* Task details
Reproduce everything from the line containing "Q: Can you supply the bounding box around the black" down to the end of the items, requests included, with each pixel coordinate in the answers offset by +124. Leave the numbers in the requests and in their format samples unchanged.

* Excerpted data
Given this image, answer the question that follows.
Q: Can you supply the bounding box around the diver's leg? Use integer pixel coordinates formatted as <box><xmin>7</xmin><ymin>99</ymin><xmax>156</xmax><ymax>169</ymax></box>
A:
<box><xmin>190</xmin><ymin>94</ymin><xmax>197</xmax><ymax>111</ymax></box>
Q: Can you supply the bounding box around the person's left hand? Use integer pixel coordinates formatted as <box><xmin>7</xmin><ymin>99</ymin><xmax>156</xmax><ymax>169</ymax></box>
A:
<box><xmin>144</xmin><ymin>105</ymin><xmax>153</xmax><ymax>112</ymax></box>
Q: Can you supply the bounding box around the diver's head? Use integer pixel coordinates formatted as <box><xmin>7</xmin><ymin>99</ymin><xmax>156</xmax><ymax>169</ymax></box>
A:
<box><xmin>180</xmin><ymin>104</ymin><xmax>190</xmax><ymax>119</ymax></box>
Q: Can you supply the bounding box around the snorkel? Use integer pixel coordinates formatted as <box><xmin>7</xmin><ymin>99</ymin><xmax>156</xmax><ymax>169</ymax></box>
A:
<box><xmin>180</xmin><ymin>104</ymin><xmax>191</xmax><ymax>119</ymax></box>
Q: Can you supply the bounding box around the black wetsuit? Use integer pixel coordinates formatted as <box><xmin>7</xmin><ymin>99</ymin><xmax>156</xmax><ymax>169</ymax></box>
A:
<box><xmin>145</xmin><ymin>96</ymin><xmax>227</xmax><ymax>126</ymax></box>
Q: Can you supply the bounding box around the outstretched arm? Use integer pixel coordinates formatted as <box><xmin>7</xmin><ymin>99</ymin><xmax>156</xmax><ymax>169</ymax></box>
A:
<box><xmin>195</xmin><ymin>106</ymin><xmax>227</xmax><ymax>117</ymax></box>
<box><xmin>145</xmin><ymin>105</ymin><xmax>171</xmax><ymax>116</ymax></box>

* Result of this exercise
Q: Can you supply the bounding box around the black wetsuit? Use integer pixel coordinates formatted as <box><xmin>7</xmin><ymin>99</ymin><xmax>156</xmax><ymax>169</ymax></box>
A:
<box><xmin>269</xmin><ymin>220</ymin><xmax>351</xmax><ymax>250</ymax></box>
Q: Can you supply the bounding box around the outstretched arm? Use integer pixel coordinates formatted as <box><xmin>7</xmin><ymin>99</ymin><xmax>156</xmax><ymax>169</ymax></box>
A:
<box><xmin>319</xmin><ymin>230</ymin><xmax>351</xmax><ymax>241</ymax></box>
<box><xmin>269</xmin><ymin>229</ymin><xmax>295</xmax><ymax>240</ymax></box>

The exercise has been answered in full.